>>>
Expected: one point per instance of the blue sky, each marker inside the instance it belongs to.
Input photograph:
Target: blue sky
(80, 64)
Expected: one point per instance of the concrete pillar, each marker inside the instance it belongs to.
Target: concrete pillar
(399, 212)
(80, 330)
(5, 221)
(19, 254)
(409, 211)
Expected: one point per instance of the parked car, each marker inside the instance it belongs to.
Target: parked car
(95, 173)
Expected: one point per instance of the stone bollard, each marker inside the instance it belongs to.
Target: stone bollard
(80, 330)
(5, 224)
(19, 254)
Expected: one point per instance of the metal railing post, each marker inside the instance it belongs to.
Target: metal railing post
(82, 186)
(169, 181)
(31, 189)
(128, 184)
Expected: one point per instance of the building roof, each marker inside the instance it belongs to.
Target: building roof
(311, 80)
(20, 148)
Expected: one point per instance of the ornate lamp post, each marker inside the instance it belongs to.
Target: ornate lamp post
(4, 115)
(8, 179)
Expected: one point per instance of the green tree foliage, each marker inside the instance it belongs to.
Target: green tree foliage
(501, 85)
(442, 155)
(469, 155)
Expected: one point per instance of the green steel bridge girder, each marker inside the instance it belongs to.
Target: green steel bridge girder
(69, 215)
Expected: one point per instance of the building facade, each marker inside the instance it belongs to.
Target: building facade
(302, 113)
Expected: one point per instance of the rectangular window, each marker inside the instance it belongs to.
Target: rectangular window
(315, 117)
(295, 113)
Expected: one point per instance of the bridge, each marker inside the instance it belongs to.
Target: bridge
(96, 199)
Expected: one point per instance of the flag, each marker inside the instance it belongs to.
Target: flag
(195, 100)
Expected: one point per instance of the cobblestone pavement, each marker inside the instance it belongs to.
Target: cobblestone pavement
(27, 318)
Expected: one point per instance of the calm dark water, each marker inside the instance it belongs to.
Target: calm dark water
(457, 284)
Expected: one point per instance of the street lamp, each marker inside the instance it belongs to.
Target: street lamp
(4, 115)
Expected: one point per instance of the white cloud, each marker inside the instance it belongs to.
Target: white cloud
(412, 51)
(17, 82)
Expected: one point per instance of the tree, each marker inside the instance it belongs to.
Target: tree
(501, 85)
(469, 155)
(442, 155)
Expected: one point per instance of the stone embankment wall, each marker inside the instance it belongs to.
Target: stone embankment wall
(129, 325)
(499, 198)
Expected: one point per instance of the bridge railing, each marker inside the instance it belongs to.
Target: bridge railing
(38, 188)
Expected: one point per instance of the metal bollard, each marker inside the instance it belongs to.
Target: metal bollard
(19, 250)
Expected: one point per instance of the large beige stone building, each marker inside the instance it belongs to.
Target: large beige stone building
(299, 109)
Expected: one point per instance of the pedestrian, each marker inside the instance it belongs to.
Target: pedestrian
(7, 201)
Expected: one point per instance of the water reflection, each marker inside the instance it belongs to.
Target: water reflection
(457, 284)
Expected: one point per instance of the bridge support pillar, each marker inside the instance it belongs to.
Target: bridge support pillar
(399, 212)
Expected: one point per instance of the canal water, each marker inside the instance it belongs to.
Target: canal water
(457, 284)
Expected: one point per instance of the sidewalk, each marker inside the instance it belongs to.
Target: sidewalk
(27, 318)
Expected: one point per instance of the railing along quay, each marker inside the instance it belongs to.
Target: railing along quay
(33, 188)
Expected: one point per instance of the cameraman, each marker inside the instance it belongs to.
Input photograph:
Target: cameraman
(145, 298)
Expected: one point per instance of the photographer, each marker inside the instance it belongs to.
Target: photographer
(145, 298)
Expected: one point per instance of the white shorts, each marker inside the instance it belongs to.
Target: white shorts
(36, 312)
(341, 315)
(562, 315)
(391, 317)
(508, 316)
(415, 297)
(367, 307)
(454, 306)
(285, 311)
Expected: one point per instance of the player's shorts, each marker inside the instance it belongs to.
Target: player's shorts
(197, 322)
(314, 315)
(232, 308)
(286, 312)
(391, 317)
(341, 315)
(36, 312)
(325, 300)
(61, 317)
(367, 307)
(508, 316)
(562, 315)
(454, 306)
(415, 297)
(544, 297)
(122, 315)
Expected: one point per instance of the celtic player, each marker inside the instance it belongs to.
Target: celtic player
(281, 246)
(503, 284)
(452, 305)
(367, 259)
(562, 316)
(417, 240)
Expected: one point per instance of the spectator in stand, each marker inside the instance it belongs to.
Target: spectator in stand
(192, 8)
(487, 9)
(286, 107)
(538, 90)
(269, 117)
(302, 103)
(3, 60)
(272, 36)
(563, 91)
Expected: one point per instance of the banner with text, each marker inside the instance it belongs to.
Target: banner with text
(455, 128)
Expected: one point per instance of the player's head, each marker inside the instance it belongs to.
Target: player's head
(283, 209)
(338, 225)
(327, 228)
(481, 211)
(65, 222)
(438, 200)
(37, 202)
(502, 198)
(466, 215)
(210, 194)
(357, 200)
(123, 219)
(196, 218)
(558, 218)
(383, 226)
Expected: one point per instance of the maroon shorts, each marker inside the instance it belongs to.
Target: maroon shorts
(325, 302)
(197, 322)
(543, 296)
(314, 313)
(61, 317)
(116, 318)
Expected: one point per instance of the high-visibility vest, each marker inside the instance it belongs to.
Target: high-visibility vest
<<<
YOUR INSTRUCTIONS >>
Retype every record above exactly as written.

ANSWER TO THE PROBLEM >>
Expected: one point per instance of the blue sky, each marker inside the instance it belongs to.
Input photograph:
Target: blue sky
(80, 64)
Expected: one point per instance of the concrete pillar, each marker inside the instance it belongs to.
Target: concrete pillar
(399, 212)
(80, 330)
(5, 221)
(19, 254)
(409, 211)
Expected: one point per instance of the parked car, each marker inside the instance it belongs to.
Target: parked car
(95, 173)
Expected: one point per instance of the stone bollard, each marker inside the instance it belongs to.
Target: stone bollard
(80, 330)
(5, 224)
(19, 254)
Expected: one point per instance of the metal railing post, each marker inside the instance it belongs to.
Target: metal railing post
(82, 186)
(169, 181)
(31, 189)
(128, 184)
Expected: one point per instance of the building roof, each marker inside the instance it belongs to.
Target: building roof
(311, 80)
(20, 148)
Expected: one point per instance of the ornate lamp post, each marker inside the instance it belongs to.
Target: ornate lamp post
(4, 115)
(8, 179)
Expected: one point per instance of the green tree foliage, each marker inside the instance it belongs to.
Target: green tree foliage
(501, 85)
(442, 155)
(469, 155)
Expected: one point per instance of the green steel bridge girder, each marker inside the instance it belongs to.
Target: green steel bridge girder
(69, 215)
Expected: one point per instance of the building facade, each marker inside the instance it belongs to.
Target: building facade
(302, 113)
Expected: one point per instance of the rectangular window, each marker inside the instance it belongs to.
Target: rectangular window
(315, 117)
(295, 113)
Expected: one point per instance of the bridge, each marker inside the instance it belongs to.
Target: bridge
(96, 199)
Expected: one point per instance of the flag, each marker inside the instance it belongs to.
Target: flag
(195, 100)
Expected: one point per instance of the cobblestone pavement, each marker inside the instance it belongs to.
Target: cobblestone pavement
(27, 318)
Expected: one point per instance of the calm dark water, each marker inside the instance it belongs to.
Target: calm dark water
(457, 284)
Expected: one point per instance of the street lamp, each marker inside the instance it belongs to.
Target: street lamp
(4, 115)
Expected: one point per instance of the white cloud, each marker inside the instance it belongs to.
Target: white cloud
(412, 51)
(17, 82)
Expected: one point per instance of the tree, each marker inside the instance it belongs to.
Target: tree
(501, 85)
(469, 155)
(442, 155)
Expected: one point per instance of the stone embankment wall, each marker inside the instance it belongs to.
Target: stone embankment wall
(129, 325)
(499, 198)
Expected: one point per instance of the bridge railing, each marker inside the instance it belongs to.
Target: bridge railing
(38, 188)
Expected: one point per instance of the metal bollard, each marker inside the instance it belongs to.
Target: metal bollard
(19, 250)
Expected: one point per instance of the large beige stone building, each marker inside the instance it belongs to.
Target: large beige stone building
(299, 109)
Expected: one point per instance of the pedestrian, each marker inside the instance it belongs to.
Target: pedestrian
(7, 201)
Expected: one point per instance of the water reflection, each marker inside the instance it belongs to.
Target: water reflection
(457, 284)
Expected: one point per instance of the bridge support pillar, each marker inside the instance it belongs to.
Target: bridge support pillar
(399, 212)
Expected: one point per instance of the canal water, each marker inside the instance it belongs to.
Target: canal water
(457, 284)
Expected: one point per instance of the sidewalk, each marker inside the instance it belongs to.
Target: sidewalk
(27, 318)
Expected: one point per instance of the railing along quay, each marker inside the instance it belongs to.
Target: railing along quay
(33, 188)
Expected: one point per instance of the cameraman, each marker inside the instance it belongs to.
Input photograph:
Target: cameraman
(145, 298)
Expected: one point per instance of the photographer, each marker inside the instance it belongs to.
Target: photographer
(145, 298)
Expected: one point per instance of the white shorts, each marker inside the instance it belongs to.
Target: white shorts
(36, 312)
(341, 315)
(562, 315)
(391, 317)
(508, 316)
(415, 297)
(367, 307)
(454, 306)
(285, 311)
Expected: one point per instance of the player's shorts, each marker inside the instance it belongs to.
Target: player's shorts
(197, 322)
(314, 315)
(232, 308)
(286, 312)
(391, 317)
(341, 315)
(36, 312)
(325, 300)
(61, 317)
(367, 307)
(508, 316)
(562, 315)
(454, 306)
(415, 297)
(544, 297)
(122, 315)
Expected: one point per instance of the celtic player, each marker inside the instance it belongs to.
Target: celtic player
(281, 246)
(503, 284)
(452, 305)
(367, 259)
(562, 316)
(417, 240)
Expected: one point per instance of the spectator in stand, each marker inside the instance it belongs to.
Target: spectator in stand
(192, 8)
(487, 9)
(286, 107)
(538, 90)
(269, 117)
(302, 103)
(3, 60)
(272, 36)
(563, 91)
Expected: one point per instance of the banner with text, each marker inside the instance it belongs to.
Target: banner with text
(455, 128)
Expected: one point per instance of the player's head, each marker inside the instance it belongs to.
Target: player's head
(283, 209)
(338, 225)
(327, 228)
(481, 211)
(65, 222)
(438, 200)
(37, 202)
(502, 198)
(466, 215)
(210, 194)
(357, 200)
(123, 219)
(196, 218)
(558, 218)
(383, 226)
Expected: one point per instance of the maroon shorts, each marker inside the instance it belongs to.
Target: maroon shorts
(325, 302)
(197, 322)
(543, 296)
(314, 313)
(61, 317)
(116, 318)
Expected: one point per instance of the high-visibility vest, each marker inside the instance it belongs to.
Target: high-visibility vest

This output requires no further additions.